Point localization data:
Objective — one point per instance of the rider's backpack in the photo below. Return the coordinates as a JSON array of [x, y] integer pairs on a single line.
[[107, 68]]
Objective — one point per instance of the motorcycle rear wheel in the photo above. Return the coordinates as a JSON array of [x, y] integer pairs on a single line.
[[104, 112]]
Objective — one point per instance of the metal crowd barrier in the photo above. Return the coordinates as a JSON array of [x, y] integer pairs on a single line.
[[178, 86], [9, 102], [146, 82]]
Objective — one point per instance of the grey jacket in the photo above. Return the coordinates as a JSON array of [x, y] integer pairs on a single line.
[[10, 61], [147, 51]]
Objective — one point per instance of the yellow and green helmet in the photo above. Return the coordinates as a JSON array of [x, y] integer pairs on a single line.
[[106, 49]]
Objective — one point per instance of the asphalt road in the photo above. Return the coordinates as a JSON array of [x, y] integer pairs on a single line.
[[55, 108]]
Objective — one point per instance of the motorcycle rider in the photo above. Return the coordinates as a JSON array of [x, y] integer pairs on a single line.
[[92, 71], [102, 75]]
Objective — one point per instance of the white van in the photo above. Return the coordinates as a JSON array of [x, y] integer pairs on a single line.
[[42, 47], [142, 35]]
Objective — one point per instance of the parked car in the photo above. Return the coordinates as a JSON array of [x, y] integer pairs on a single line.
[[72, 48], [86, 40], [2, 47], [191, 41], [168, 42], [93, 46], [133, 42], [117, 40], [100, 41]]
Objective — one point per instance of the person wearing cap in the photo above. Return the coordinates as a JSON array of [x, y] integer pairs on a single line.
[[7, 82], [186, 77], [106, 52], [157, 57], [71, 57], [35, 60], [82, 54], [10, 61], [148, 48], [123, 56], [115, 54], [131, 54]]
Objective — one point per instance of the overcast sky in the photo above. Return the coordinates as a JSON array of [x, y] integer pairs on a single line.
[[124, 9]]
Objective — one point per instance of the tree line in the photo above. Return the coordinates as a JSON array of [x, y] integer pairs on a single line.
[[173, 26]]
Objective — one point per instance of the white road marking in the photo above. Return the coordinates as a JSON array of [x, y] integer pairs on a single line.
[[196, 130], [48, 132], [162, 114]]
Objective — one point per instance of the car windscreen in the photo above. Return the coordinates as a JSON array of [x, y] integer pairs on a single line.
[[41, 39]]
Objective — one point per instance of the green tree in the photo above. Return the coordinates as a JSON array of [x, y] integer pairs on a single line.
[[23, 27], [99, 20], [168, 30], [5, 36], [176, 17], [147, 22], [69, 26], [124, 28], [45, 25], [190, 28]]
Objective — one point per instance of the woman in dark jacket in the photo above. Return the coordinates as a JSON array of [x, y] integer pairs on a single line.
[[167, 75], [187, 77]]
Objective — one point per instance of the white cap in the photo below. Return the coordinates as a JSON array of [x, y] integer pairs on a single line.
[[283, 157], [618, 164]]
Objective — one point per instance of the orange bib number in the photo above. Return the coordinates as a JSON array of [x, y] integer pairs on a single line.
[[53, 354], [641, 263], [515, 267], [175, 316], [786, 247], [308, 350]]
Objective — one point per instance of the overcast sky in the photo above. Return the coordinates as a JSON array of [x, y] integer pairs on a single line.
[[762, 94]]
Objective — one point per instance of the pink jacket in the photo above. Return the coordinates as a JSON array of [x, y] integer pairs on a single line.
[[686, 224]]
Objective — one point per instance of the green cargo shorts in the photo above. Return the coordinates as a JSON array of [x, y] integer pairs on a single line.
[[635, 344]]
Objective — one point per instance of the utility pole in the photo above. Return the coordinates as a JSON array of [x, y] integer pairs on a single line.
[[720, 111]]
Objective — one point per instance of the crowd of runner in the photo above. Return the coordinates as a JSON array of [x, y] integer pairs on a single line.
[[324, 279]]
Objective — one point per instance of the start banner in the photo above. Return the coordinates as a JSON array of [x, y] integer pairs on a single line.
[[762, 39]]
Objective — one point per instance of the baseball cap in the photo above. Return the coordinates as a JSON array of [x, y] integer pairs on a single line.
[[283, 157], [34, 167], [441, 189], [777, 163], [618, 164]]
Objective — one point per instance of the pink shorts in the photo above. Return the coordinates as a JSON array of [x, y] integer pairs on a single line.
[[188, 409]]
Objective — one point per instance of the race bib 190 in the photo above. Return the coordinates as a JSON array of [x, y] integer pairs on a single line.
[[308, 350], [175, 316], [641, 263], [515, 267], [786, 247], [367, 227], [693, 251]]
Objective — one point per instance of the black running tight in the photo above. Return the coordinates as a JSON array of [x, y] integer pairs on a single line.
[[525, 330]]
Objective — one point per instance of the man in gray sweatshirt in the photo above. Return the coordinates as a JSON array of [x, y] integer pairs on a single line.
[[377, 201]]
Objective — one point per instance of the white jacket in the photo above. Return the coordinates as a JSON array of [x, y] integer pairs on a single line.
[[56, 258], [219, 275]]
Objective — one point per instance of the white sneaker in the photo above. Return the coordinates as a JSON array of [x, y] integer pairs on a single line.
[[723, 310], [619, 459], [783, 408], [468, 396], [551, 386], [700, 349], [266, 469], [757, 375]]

> ASSIGNMENT: The response should consist of every record above, reproduced exactly.

> TASK RESULT:
Objective — one point per instance of the rider's backpack in the photo below. Return the coordinates as a JSON array of [x, y] integer pairs on a single line.
[[107, 68]]
Objective — one point per instance of the motorcycle rear wheel in the photo above. Return the coordinates as a JSON array of [x, y] integer pairs on a single line.
[[104, 112]]
Objective — one point per instance of the metal crowd barrier in the photo above. Return the coordinates as a JSON array of [x, y] integer pairs on a single line.
[[178, 86], [9, 102], [146, 82]]
Objective — one point per instance of the grey jacket in the photo above. Return the coordinates as a JSON array of [x, y] integer pairs on a single line.
[[10, 61], [147, 51]]
Objective — one point per instance of the yellow and green helmet in the photo above. Return the coordinates as a JSON array of [x, y] integer pairs on a single line.
[[106, 49]]
Objective — one point per instance of the asphalt road in the photo above. Return the coordinates as a JSON array of [x, y] integer pairs on a single line.
[[55, 108]]
Objective — one point per instance of the motorcycle rider in the photo above. Return the coordinates as a JSON array of [x, y] integer pairs on a single line.
[[92, 71], [102, 75]]
Objective — one point per instance of the white van in the photo above. Return the coordinates as a JSON array of [x, y] integer pairs on a single line.
[[42, 47], [142, 35]]
Objective — one point per instance of the parked car in the photo above. Return the coordinates as a JSON array of [x, y] integer pairs on a single line.
[[72, 48], [86, 40], [2, 47], [191, 41], [168, 42], [93, 46], [133, 42], [117, 40], [100, 41]]
Objective — one point per instance of the person wearing cap in the photo above. Return the coordinates as a JSON array of [x, y] integer pairs on a single line.
[[7, 82], [186, 77], [106, 52], [157, 57], [71, 57], [35, 60], [82, 54], [10, 61], [148, 48], [123, 56], [115, 54], [131, 54]]
Objective — one point per instance of the overcast sky in the photo above. Return the coordinates as a JSON array of [x, y] integer pairs on a single line.
[[124, 9]]
Objective — one point per instance of the tree line in the photo above. Return the coordinates as a JSON array of [x, y] integer pairs on a single line.
[[173, 26]]
Objective — one point per instance of the white road marking in the photo above. Return the coordinates as a JSON array of [x, y] integer pairs on a single line.
[[196, 130], [48, 132], [162, 114]]
Objective — one point per instance of the car windscreen in the photo above. Return the coordinates as a JSON array of [x, y] integer pairs on a single line.
[[41, 39]]
Objective — one point per instance of the green tree in the photo above. Return the coordinates as a JSON array of [x, y] integer pairs on a single line.
[[23, 27], [99, 20], [168, 30], [5, 36], [176, 17], [147, 22], [69, 26], [124, 28], [45, 25], [190, 28]]
Objective — one point per instance of the woman in dark jacket in the photo above. Return the coordinates as a JSON array of [x, y] integer pairs on a single line.
[[167, 75], [187, 77]]
Objective — one point per instance of the white cap in the photo below. Return the coordinates as a JSON array of [x, y] integer pairs on a single line.
[[283, 157], [618, 164]]
Objective — one point per instance of the orange bib number in the photo above. Return the coordinates as a JSON array of [x, y] integer pairs on a single line.
[[53, 354], [641, 263], [515, 267], [175, 316], [786, 247], [308, 350]]
Objective — one point per instance of the overcast sky in the photo above. Return the coordinates as a JSON array of [x, y] integer pairs on a single line.
[[762, 94]]
Objective — one point per instance of the pink jacket in the photo above. Return the coordinates as a JSON array of [x, y] integer pairs on a single line.
[[686, 224]]
Objective — one point per instance of the green cargo shorts in the photo above. Return the coordinates as a JSON array of [x, y] integer pairs on a single line.
[[635, 344]]
Objective — one point per instance of the utility pole in the photo above. Return the coordinates as a JSON array of [x, y] integer pairs on a single line.
[[720, 111]]
Objective — one point per instance of the crowd of runner in the photo above. Return the coordinates as a JSON array of [x, y] integer pairs on a single line.
[[324, 279]]
Objective — one point per instance of the start banner in the photo above. Return the coordinates as a JSON array of [x, y] integer pairs on a single line.
[[762, 39]]
Objective — one point per instance of the baseball cap in the photo above. Return the coordinates as a JSON array of [x, y] integer pairs on a single line.
[[283, 157], [34, 167], [441, 189], [777, 163], [618, 164]]
Objective — one point per instance of the pink shorts in the photo above. Return the coordinates as a JSON array of [x, y] integer pairs on a single line.
[[188, 409]]
Objective — one point per instance of the race bib 190 in the photo above. Return the coordinates as a JSON array of [x, y] integer pairs on a single line.
[[308, 350], [175, 316], [641, 263], [515, 267], [786, 247], [367, 227], [693, 251]]
Objective — one point per instance of the black running tight in the photo above. Return the coordinates as a JSON array of [x, y] integer pairs on a single line.
[[525, 330]]
Objective — one point per instance of the man in gray sweatshirt in the photo above. Return the coordinates as a JSON array of [x, y] integer pairs on a single line.
[[377, 201]]
Objective — one point per instance of the white jacket in the photo above. Return the coordinates as a JSON array of [x, y] integer pairs on a single line.
[[56, 258], [219, 275]]
Objective — one point per instance of the white sneaker in the photo above. Return the coordinates as a JSON array of [x, y] integer pairs on a single line.
[[723, 310], [619, 459], [783, 408], [468, 396], [551, 386], [700, 349], [266, 469], [757, 375]]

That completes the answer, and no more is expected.